Dataset records:
☆ ☆ ☆ ☆ ☆ ☆ ☆

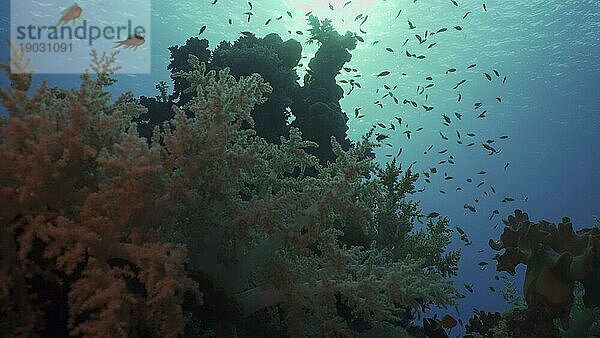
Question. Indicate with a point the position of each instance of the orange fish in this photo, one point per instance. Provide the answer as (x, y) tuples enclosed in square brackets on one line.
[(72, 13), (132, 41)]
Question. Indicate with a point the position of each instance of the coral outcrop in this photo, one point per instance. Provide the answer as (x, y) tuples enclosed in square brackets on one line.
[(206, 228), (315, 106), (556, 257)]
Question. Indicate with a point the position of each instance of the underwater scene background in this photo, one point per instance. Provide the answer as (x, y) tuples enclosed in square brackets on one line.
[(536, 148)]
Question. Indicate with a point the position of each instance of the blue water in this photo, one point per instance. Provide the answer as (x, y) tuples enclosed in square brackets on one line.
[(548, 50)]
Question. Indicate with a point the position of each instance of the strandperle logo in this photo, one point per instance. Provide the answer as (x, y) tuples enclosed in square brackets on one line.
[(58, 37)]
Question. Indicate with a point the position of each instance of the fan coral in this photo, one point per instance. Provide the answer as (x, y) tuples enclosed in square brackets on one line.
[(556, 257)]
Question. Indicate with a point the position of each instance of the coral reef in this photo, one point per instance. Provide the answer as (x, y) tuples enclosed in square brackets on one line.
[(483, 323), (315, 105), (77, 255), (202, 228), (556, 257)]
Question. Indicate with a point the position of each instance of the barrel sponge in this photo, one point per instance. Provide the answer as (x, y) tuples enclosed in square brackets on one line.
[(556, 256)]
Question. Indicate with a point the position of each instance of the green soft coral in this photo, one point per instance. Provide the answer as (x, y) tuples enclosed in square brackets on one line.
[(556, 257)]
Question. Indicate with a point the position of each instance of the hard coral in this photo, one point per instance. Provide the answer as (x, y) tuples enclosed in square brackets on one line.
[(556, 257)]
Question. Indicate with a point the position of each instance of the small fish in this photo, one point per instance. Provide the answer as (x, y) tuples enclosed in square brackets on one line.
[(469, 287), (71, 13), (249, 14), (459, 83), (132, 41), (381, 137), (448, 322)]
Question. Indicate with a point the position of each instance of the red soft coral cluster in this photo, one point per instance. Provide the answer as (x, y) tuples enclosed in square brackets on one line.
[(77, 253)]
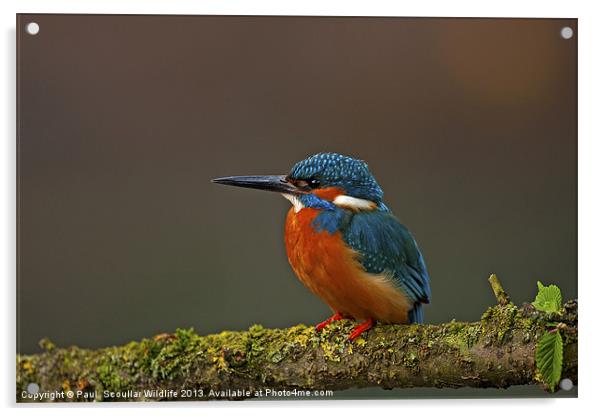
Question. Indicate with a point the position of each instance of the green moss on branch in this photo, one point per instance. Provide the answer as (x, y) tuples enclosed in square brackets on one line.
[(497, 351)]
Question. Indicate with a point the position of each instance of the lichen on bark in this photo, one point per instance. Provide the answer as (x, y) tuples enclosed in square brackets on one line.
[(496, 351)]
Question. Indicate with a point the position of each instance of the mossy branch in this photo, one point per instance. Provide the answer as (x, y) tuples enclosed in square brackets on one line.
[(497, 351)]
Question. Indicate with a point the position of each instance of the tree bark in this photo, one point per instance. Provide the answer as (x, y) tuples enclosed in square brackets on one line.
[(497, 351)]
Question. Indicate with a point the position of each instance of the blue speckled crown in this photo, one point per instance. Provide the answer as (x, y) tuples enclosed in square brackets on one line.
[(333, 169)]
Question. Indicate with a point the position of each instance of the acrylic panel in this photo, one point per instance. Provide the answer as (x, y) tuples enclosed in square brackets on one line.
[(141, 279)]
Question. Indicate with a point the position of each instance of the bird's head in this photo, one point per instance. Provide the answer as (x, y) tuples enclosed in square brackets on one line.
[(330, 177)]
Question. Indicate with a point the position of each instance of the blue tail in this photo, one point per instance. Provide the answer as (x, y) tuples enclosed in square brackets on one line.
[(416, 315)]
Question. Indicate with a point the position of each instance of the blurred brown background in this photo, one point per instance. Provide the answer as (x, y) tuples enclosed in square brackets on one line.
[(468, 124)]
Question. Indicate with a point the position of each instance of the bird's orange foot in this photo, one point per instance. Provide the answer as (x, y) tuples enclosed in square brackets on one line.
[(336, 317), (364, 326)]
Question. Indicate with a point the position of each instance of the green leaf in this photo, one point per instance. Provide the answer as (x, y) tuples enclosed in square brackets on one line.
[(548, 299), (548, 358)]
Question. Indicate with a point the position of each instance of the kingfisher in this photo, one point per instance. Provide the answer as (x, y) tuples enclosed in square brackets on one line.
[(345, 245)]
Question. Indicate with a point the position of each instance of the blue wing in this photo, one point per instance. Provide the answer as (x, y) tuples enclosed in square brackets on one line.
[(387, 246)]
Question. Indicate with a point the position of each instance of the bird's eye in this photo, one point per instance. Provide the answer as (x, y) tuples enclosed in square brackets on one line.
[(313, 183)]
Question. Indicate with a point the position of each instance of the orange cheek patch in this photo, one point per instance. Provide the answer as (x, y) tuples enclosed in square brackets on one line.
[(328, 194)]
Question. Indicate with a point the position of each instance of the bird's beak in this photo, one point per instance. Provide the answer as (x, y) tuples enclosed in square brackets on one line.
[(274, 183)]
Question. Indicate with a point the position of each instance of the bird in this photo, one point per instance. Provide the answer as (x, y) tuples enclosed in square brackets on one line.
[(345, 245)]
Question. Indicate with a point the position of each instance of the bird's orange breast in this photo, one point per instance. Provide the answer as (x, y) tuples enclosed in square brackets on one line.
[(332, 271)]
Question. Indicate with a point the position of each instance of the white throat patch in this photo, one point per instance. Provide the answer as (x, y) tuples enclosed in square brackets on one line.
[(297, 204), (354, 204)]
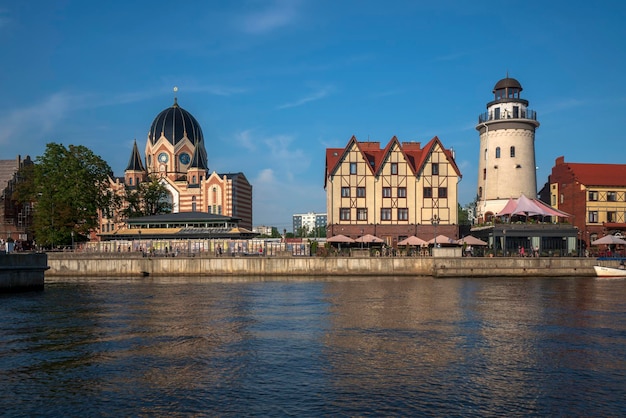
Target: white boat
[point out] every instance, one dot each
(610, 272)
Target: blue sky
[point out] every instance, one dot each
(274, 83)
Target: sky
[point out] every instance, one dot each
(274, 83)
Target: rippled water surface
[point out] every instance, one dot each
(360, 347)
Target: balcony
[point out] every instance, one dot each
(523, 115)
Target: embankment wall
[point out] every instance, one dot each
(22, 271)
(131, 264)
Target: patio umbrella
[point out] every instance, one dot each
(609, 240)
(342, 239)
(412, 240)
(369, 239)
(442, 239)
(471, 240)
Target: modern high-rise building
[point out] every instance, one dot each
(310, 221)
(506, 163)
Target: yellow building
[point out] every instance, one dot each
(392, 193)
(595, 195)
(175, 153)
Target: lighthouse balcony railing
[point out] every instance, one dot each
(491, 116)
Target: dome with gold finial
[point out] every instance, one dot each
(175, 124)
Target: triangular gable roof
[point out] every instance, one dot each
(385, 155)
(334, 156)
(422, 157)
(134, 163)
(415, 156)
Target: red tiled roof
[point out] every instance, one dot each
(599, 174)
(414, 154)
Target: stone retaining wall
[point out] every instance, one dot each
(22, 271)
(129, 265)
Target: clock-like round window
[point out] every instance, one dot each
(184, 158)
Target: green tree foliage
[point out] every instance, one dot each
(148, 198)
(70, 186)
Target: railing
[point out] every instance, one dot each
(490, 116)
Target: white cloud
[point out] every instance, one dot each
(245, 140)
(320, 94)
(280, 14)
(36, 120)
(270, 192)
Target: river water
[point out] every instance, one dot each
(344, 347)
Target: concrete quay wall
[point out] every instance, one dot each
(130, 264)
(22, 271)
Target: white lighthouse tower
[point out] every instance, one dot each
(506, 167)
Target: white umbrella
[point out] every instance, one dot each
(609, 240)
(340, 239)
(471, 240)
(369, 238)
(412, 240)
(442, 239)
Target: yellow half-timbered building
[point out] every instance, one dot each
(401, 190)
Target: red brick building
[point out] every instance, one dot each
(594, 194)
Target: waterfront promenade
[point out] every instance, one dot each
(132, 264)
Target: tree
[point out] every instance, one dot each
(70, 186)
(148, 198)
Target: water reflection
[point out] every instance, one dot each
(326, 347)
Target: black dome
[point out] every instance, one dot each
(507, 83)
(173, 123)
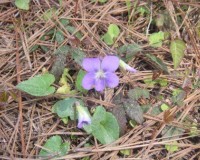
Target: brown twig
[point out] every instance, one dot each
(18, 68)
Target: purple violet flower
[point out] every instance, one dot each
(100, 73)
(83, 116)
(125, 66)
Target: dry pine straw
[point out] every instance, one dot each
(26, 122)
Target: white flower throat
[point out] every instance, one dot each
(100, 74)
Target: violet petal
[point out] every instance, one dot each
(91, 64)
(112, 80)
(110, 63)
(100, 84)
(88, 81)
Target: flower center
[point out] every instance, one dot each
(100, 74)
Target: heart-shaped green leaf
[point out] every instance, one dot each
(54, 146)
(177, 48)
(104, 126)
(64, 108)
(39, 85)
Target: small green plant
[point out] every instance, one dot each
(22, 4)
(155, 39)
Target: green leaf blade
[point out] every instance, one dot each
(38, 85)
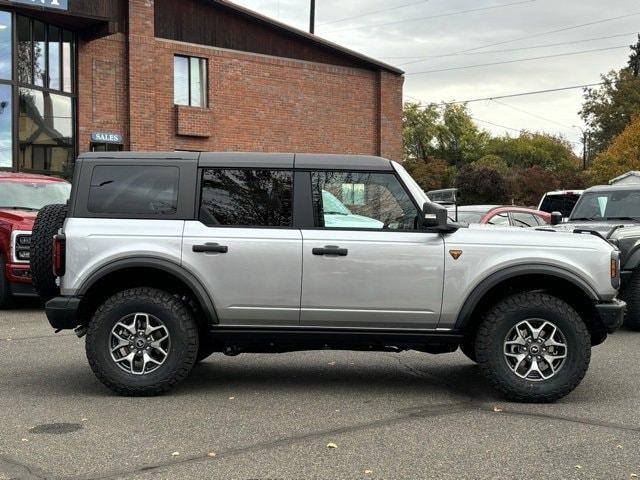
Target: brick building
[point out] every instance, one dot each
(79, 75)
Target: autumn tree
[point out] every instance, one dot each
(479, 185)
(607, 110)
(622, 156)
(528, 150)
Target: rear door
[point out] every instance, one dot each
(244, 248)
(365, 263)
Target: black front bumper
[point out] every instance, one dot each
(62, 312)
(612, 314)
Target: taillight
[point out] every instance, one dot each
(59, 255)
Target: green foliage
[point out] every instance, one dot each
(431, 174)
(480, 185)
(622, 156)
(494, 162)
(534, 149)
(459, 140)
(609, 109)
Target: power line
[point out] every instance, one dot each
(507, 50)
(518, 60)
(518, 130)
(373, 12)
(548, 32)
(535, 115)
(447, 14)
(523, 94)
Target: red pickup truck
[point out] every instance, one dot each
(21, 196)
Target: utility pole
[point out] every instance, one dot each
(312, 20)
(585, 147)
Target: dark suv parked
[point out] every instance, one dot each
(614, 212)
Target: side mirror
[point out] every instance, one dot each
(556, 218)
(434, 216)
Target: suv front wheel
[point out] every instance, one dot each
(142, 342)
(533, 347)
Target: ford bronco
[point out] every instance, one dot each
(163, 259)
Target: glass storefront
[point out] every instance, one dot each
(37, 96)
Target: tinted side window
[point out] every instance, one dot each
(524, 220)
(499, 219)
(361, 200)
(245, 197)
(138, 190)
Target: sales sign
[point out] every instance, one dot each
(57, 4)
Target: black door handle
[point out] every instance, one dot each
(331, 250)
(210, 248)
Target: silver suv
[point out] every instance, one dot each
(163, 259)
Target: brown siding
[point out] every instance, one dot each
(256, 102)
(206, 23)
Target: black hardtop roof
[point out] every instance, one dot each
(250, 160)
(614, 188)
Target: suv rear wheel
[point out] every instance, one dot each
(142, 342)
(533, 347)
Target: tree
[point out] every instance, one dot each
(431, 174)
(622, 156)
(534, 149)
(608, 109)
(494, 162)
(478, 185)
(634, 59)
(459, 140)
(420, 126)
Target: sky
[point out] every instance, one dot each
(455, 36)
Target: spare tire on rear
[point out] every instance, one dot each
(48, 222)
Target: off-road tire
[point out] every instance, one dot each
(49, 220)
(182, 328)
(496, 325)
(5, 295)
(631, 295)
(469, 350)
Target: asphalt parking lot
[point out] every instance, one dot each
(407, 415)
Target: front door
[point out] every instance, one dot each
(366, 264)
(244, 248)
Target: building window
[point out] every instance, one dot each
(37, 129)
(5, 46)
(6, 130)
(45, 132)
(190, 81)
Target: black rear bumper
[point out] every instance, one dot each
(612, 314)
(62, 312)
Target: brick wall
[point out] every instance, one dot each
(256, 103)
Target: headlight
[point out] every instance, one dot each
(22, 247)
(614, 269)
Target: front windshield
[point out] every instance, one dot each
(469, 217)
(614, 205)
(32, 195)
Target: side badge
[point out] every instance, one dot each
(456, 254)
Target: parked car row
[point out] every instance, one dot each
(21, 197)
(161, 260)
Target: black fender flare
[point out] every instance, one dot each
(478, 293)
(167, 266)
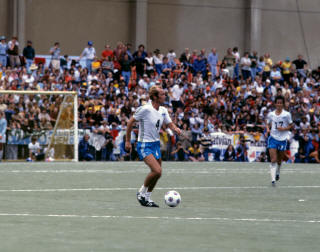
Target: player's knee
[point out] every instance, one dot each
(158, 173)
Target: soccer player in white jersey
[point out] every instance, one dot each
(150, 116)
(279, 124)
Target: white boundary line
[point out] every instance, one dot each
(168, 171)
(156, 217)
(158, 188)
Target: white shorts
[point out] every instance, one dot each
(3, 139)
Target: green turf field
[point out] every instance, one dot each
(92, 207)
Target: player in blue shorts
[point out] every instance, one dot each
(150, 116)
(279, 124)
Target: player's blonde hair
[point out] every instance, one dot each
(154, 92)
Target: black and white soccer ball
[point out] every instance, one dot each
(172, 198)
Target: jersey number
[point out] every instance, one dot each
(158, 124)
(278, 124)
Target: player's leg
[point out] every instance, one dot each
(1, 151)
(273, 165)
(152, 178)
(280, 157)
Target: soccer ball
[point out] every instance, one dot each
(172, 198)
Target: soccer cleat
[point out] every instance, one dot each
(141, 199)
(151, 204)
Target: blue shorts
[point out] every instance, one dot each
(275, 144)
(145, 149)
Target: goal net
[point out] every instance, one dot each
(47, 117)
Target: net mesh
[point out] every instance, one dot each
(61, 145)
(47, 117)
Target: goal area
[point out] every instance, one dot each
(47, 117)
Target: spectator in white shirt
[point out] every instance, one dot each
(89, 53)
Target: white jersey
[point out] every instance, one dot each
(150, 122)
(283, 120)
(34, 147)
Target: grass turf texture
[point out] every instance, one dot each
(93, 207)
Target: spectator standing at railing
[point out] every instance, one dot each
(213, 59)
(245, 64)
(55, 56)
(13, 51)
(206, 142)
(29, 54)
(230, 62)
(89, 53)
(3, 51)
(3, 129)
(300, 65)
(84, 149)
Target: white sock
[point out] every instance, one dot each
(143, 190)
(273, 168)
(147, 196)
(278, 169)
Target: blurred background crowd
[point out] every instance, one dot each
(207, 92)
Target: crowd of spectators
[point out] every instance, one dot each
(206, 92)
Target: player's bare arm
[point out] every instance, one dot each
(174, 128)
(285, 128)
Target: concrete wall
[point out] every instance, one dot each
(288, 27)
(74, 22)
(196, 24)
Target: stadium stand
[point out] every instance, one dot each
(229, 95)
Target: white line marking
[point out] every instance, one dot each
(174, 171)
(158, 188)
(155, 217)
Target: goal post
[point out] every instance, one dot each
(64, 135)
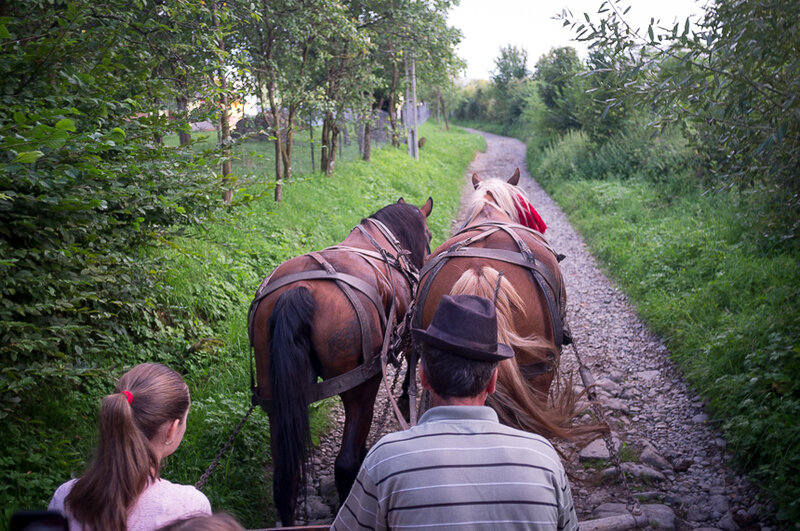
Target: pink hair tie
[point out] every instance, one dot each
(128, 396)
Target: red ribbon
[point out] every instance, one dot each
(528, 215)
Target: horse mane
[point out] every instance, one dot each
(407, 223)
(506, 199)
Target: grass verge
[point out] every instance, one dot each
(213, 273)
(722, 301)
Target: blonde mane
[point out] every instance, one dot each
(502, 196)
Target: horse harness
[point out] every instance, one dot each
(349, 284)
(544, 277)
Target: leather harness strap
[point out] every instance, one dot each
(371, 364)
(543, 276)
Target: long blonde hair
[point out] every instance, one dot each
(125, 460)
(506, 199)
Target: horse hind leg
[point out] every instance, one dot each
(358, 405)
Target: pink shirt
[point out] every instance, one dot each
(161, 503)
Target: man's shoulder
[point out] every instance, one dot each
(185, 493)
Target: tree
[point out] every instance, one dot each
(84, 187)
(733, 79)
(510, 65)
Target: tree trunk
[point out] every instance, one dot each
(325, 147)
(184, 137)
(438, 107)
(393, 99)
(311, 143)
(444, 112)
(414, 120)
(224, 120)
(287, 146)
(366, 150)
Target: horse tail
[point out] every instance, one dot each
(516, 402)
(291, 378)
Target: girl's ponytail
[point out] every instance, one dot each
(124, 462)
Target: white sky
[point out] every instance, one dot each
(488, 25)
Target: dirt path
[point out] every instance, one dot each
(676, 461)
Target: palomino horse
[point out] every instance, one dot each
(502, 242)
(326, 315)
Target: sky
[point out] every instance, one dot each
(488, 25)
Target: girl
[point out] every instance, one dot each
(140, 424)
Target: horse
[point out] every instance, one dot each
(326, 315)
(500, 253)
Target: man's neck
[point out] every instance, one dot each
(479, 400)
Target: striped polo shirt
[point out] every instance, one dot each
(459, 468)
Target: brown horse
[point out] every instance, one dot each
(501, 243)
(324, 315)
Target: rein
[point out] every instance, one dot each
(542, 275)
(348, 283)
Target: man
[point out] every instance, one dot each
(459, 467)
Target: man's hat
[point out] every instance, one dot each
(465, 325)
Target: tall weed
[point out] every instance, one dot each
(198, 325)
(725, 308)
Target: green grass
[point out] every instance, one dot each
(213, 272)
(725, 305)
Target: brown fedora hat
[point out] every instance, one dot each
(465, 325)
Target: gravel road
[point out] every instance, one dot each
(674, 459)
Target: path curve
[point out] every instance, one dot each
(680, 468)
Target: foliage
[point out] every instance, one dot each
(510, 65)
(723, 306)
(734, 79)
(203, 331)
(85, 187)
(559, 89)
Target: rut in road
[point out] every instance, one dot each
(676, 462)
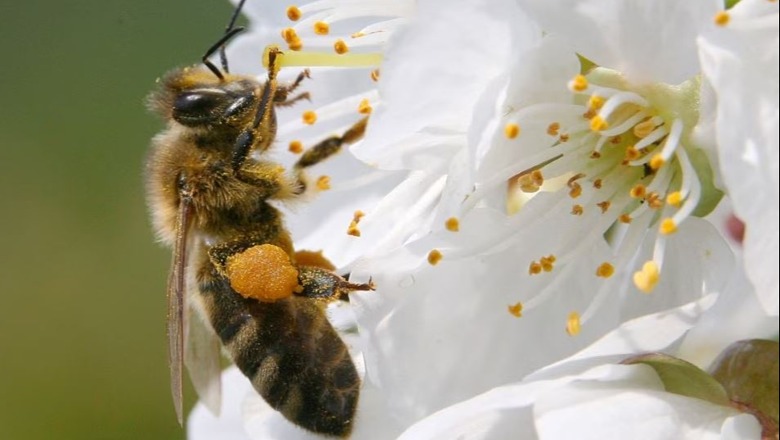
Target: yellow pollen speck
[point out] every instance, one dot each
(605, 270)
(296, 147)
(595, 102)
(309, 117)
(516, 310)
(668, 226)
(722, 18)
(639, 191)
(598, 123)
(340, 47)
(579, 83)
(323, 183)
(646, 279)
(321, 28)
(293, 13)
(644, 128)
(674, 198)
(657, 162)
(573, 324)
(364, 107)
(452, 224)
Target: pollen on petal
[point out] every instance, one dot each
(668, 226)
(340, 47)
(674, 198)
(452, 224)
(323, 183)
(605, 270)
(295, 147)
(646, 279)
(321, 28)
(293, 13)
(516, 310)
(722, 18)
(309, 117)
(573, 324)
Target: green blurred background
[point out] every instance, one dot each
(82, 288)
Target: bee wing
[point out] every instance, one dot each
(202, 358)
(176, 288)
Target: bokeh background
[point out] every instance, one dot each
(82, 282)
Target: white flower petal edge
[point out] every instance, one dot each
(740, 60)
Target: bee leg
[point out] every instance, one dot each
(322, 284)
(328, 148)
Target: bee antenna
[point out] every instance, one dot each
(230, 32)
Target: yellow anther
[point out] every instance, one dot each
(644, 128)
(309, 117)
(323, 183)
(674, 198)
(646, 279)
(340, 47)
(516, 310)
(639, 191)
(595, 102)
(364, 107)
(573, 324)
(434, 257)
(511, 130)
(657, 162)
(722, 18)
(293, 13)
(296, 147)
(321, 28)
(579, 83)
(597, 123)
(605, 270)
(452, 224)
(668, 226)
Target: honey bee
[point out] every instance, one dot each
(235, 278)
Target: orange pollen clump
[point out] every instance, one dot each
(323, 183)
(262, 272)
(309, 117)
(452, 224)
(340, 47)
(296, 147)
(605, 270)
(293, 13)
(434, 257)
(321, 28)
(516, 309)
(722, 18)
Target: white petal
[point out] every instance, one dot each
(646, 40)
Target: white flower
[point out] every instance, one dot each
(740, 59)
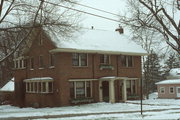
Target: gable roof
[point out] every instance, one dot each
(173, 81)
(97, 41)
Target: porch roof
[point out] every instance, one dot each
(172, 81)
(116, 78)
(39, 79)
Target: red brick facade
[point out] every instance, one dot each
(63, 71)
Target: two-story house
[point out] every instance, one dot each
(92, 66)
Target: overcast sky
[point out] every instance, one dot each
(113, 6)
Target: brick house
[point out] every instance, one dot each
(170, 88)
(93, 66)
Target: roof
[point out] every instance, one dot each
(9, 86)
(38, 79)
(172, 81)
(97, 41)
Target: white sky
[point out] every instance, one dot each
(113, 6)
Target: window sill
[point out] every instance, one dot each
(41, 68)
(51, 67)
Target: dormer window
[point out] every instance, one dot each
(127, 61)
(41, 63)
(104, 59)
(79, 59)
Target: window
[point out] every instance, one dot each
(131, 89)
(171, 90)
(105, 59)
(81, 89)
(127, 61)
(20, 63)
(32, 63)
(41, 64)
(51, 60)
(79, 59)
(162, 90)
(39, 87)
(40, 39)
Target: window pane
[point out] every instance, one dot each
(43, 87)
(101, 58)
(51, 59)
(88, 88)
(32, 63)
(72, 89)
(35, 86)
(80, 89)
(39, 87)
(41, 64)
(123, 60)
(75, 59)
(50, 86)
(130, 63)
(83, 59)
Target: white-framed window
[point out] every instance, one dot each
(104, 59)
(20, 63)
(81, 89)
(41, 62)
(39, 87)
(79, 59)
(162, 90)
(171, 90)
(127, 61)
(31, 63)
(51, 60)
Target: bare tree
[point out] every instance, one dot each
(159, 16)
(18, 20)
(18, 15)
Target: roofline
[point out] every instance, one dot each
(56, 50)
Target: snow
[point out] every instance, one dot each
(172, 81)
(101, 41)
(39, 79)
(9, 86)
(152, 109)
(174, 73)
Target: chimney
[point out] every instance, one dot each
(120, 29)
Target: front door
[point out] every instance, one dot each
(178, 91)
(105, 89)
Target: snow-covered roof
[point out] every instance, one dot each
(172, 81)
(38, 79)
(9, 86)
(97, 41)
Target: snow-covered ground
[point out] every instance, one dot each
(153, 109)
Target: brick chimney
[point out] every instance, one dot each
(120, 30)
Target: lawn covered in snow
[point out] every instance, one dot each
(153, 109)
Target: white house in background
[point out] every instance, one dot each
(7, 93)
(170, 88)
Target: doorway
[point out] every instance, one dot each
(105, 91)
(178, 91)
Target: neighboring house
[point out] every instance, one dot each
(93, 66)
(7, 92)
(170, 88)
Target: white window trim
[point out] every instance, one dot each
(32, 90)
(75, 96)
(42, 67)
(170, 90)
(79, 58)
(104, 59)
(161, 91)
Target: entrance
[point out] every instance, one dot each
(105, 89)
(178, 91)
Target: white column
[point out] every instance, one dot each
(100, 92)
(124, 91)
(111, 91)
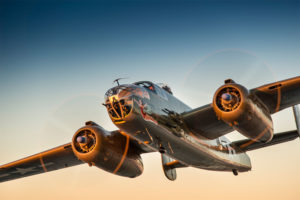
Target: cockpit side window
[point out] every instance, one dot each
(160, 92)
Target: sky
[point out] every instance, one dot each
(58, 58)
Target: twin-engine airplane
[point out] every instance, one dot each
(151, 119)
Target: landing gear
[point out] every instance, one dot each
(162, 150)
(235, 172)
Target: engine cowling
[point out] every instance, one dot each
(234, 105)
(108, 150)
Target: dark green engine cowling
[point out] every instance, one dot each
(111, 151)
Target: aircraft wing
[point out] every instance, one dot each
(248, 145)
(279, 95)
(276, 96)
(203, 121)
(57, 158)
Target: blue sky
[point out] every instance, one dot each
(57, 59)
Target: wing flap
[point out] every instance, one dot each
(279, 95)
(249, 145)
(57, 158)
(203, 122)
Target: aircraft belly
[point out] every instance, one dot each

☆ ☆ ☆ ☆ ☆ ☆ ☆

Taking the material above, extract exactly and only the lines from the line with "Target: green turf field" to the line with "Target: goal area", inclusive of both.

Task solution:
Target: green turf field
[point out] every instance, one dot each
(92, 207)
Target: player in blue shorts
[point out] every instance, one dot each
(150, 116)
(279, 124)
Target: player's blonde hair
[point out] every instance, one dot each
(154, 92)
Target: black and white soccer ball
[point out] every instance, one dot each
(172, 198)
Target: jersey number
[point out] every instance, one dot each
(158, 124)
(278, 124)
Target: player's leg
[point out] every instance, one dot each
(1, 151)
(273, 165)
(152, 178)
(280, 157)
Target: soccer ball
[point out] every instance, one dot each
(172, 198)
Target: soccer cleat
[point out] every instance, one dot each
(141, 199)
(151, 204)
Target: blue shorts
[point out] every instance, one dot each
(275, 144)
(145, 149)
Target: goal net
[point out] every instance, one dot each
(47, 117)
Target: net mesh
[point out] every instance, one dot each
(61, 145)
(47, 117)
Target: goal area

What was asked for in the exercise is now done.